▸ Textauszug:
╭──

Stadt Wien will “gegen schwarze Schafe vorgehen”

“Wir wollen an einem Strang ziehen und organisierte schwarze Schafe erwischen”, sagte Stöger bei einem Pressegespräch. Es könne nicht sein, dass österreichische Betriebe aufgrund von Lohn- und Sozialdumping nicht mehr konkurrenzfähig seien. Auch sollen die Österreicher ihre Arbeitsplätze und Sozialstandards aufrechterhalten können.

Österreich liege in Europa an einer Schnittstelle, wo ein großes Lohngefälle herrsche. Nicht nur die Arbeitnehmer, sondern auch die ehrlichen österreichischen Betriebe würden unter einem Lohndruck stehen. Mit dem im Mai beschlossenen Gesetz zur Bekämpfung von Lohn- und Sozialdumping, das Anfang 2017 in Kraft treten werde, gebe es ein neues Instrument.

Auf europäischer Ebene fordert Stöger eine Politik, die die Frage der Lohn- und Sozialbedingungen in die wirtschaftlichen Betrachtungen gleichwertig miteinbezieht. Insgesamt sollte die soziale Säule in Europa gestärkt werden. Der Grundsatz gleicher Lohn für gleiche Arbeit am gleichen Ort sollte auch umgesetzt werden. Zudem müssten die Sozialbeiträge von dem Lohn abgezogen werden, der am Arbeitsort bezahlt werde.

╰──

▸ Arbeitsauftrag 1:
Wann soll laut dem Textauszug das im Mai beschlossene Gesetz zur Bekämpfung von Lohn- und Sozialdumping in Kraft treten?
▸ Arbeitsauftrag 2:
Ordnen Sie den Abschnitt der Datensätze, der mit der Zeile beginnt, die „Expected: one point per instance of the white collared“ enthält, und mit dem Ende der Datensätze schließt, beide Grenzen eingeschlossen, als Markdown-Tabelle mit den Spalten „Nr“ und „Inhalt“ an. Leerzeilen werden dabei ausgelassen.
Textauszug und Datensätze haben verschiedene Quellen.

▸ Material zur Aufgabe:
╭──

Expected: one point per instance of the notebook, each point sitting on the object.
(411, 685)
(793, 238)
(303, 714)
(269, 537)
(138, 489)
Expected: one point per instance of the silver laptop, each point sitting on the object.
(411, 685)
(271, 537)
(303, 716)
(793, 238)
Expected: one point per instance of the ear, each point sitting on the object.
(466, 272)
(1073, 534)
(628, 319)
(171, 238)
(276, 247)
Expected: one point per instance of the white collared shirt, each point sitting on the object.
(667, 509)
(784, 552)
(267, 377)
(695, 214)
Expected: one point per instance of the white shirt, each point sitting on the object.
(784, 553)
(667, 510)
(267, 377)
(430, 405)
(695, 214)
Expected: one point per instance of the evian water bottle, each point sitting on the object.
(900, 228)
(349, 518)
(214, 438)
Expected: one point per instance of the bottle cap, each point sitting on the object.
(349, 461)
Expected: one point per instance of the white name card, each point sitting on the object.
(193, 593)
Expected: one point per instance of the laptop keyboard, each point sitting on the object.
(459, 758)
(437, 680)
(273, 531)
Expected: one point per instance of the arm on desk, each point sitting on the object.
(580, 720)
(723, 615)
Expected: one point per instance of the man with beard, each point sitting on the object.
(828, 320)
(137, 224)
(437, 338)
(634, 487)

╰──

▸ Lösung 1:
Anfang 2017.

▸ Lösung 2:
| Nr | Inhalt |
|---|---|
| 1 | Expected: one point per instance of the white collared shirt, each point sitting on the object. |
| 2 | (667, 509) |
| 3 | (784, 552) |
| 4 | (267, 377) |
| 5 | (695, 214) |
| 6 | Expected: one point per instance of the white shirt, each point sitting on the object. |
| 7 | (784, 553) |
| 8 | (667, 510) |
| 9 | (267, 377) |
| 10 | (430, 405) |
| 11 | (695, 214) |
| 12 | Expected: one point per instance of the evian water bottle, each point sitting on the object. |
| 13 | (900, 228) |
| 14 | (349, 518) |
| 15 | (214, 438) |
| 16 | Expected: one point per instance of the bottle cap, each point sitting on the object. |
| 17 | (349, 461) |
| 18 | Expected: one point per instance of the white name card, each point sitting on the object. |
| 19 | (193, 593) |
| 20 | Expected: one point per instance of the laptop keyboard, each point sitting on the object. |
| 21 | (459, 758) |
| 22 | (437, 680) |
| 23 | (273, 531) |
| 24 | Expected: one point per instance of the arm on desk, each point sitting on the object. |
| 25 | (580, 720) |
| 26 | (723, 615) |
| 27 | Expected: one point per instance of the man with beard, each point sitting on the object. |
| 28 | (828, 320) |
| 29 | (137, 224) |
| 30 | (437, 338) |
| 31 | (634, 487) |